### [Consigne A]
Dans l'entretien consacré à La Cerisaie, entre quelles deux pièces la troupe a-t-elle hésité avant de faire son choix ?
### [Consigne B]
Poursuivez l'entretien consacré à La Cerisaie à partir de sa dernière phrase.

### [Extrait du document]

========================================================================

Propos recueillis par Renan Benyamina

Vous formez depuis 1989 un collectif solidaire qui s’entoure régulièrement d’autres acteurs. Le travail en collaboration fait-il partie de l’ADN de tg STAN ?


Frank Vercruyssen : Depuis la formation de tg STAN, la rencontre et la collaboration avec d’autres acteurs font en effet partie intégrante de notre démarche. La confrontation avec d’autres styles de jeu, d’autres histoires est très enrichissante. Aujourd’hui, nous misons beaucoup sur de jeunes acteurs. C’est probablement l’un des enjeux clés de notre travail sur La Cerisaie. C’est à la fois inquiétant et très excitant. Dans Les Estivants, nous jouions tous les quatre avec cinq acteurs extérieurs, dont une dame de 65 ans. Cette fois-ci, nos complices sortent tout juste d’écoles de théâtre. (...)


Pour quelles raisons avez-vous choisi de monter La Cerisaie ?


Frank Vercruyssen : Nous avons hésité un moment entre La Mouette et La Cerisaie ; la première est en quelque sorte la pièce parfaite, avec des dialogues monstres, mais il y a dans la deuxième quelque chose d’effrayant, d’inquiétant, qui nous attirait. La chose, dans La Cerisaie, c’est autre chose. De nombreuses études ont été écrites sur cette pièce ; il a notamment été dit que les personnages de La Cerisaie essaient d’être des personnages de Tchekhov mais n’y parviennent pas. Tout se passe hors dialogues, en souterrain. Au moment de son écriture, Tchekhov était dans un état de fragilité, dans une transition entre naturalisme et symbolisme. La dimension comique de la pièce, affirmée par son auteur, a fourni l’occasion de nombreux débats. C’est l’un des paradoxes et des mystères de La Cerisaie.

========================================================================

### [Données fournies]
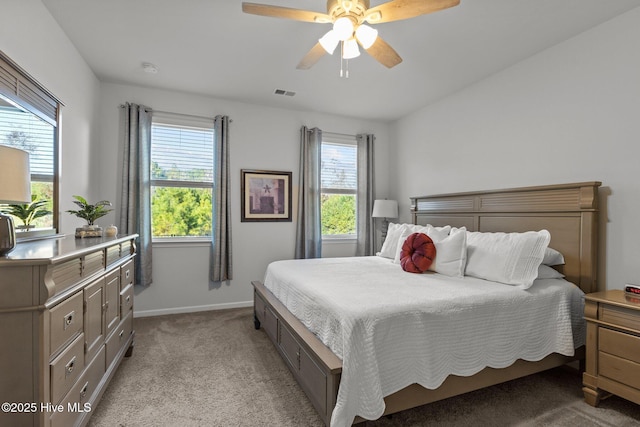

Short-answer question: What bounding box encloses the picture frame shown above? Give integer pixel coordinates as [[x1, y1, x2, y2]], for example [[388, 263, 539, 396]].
[[240, 169, 292, 222]]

========================================================================

### [Réponse attendue A]
Elle a hésité entre La Mouette et La Cerisaie.

### [Réponse attendue B]
Tchekhov était fâché contre Stanislavski qui l’a monté comme tragédie. Ce dernier s’étonnait quant à lui que Tchekhov insiste autant sur sa dimension comique. Quelles que soient les interprétations, il y a indubitablement du burlesque, parfois même des airs de vaudeville.


Jolente De Keersmaeker : Ce qui semble incroyable également, c’est qu’à la première lecture de la pièce, on peut considérer qu’elle ne contient pas véritablement de grands dialogues. En réalité, l’écriture est tellement pensée, pesée, précise que La Cerisaie est considérée par beaucoup comme son chef-d’œuvre. Le mélange d’absurde, de comique, de grotesque offre une matière inépuisable de réflexion et d’interprétation. Nous sommes attentifs à cette balance entre tragédie et comédie ; il convient d’éviter une représentation mélancolique ou dépressive.


Outre le mystère littéraire de la pièce, en quoi l’histoire de La Cerisaie vous intéresse-t-elle ?


Jolente De Keersmaeker : Ce texte parle pour nous, aujourd’hui ; nous ne jouons donc pas la Russie d’il y a cent ans. La Cerisaie a quelque chose à voir avec une tragédie grecque. Dès le début, nous savons ce qui va arriver : la cerisaie sera vendue. L’enjeu n’est pas la narration. Ce sont les forces à l’œuvre, entre impuissance et passion. On peut lire La Cerisaie comme une pièce sur le thème de la beauté inutile et de la raison instrumentale. Lioubov dit à un moment « c’est si beau, on ne va pas couper tous ces arbres ». Or, la beauté sans valeur économique est sans cesse menacée. Cela nous rend peut-être plus humains mais ne nous enrichit pas pour autant, à proprement parler. Nous nous sentons particulièrement concernés dans la mesure où l’art et la culture font plus que jamais face à ce type de pressions. En Flandre et en Hollande, le théâtre est actuellement particulièrement malmené.


Pouvez-vous nous expliquer votre processus de travail ?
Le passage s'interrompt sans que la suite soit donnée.